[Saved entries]
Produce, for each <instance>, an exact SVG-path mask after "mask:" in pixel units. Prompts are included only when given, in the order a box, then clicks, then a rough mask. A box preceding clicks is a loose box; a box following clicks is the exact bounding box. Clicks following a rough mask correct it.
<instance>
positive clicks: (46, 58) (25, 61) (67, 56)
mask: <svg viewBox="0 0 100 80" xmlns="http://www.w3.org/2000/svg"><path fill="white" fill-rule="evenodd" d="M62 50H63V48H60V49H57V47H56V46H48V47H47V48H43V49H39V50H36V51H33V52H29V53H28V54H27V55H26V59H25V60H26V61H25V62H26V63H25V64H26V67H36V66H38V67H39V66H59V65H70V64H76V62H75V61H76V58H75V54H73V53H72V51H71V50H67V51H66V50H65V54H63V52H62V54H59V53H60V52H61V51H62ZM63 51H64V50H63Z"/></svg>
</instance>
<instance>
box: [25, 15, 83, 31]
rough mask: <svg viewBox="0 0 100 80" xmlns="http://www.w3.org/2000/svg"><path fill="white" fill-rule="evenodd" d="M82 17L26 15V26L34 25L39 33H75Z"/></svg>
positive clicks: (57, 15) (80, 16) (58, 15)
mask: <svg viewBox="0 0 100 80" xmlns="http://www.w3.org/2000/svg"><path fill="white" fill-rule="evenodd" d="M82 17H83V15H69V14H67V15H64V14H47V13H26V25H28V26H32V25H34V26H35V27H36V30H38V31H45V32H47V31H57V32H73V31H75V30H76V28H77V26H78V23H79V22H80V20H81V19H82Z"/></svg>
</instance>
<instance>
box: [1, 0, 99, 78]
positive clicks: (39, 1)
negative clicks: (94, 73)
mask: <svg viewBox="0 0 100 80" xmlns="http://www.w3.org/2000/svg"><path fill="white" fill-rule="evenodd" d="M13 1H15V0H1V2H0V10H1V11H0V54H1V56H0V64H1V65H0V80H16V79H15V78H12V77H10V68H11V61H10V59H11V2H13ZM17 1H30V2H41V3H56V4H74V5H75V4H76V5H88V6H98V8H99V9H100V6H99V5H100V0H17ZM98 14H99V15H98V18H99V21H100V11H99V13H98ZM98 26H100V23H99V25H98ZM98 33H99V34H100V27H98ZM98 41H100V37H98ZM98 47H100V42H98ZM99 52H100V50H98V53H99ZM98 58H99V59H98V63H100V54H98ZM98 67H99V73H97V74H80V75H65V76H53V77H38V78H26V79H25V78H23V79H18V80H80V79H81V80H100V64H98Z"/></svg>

*Work request*. What is needed is an exact printout of every line from the one with "box: [1, 0, 99, 78]" through the end of the data, including both, and nothing more.

*Solution*.
box: [1, 0, 99, 78]
positive clicks: (39, 1)
negative clicks: (94, 73)
mask: <svg viewBox="0 0 100 80" xmlns="http://www.w3.org/2000/svg"><path fill="white" fill-rule="evenodd" d="M13 1H15V0H1V2H0V10H1V11H0V54H1V56H0V64H1V65H0V80H16V79H15V78H12V77H10V68H11V61H10V59H11V2H13ZM17 1H30V2H41V3H56V4H74V5H75V4H76V5H88V6H98V8H99V9H100V6H99V5H100V0H17ZM98 14H99V15H98V18H99V21H100V11H99V13H98ZM98 26H100V23H99V25H98ZM98 33H99V34H100V27H98ZM98 41H100V37H98ZM98 47H100V42H98ZM99 52H100V50H98V53H99ZM98 58H99V59H98V63H100V54H98ZM98 67H99V73H97V74H80V75H65V76H53V77H38V78H26V79H25V78H23V79H18V80H80V79H81V80H100V64H98Z"/></svg>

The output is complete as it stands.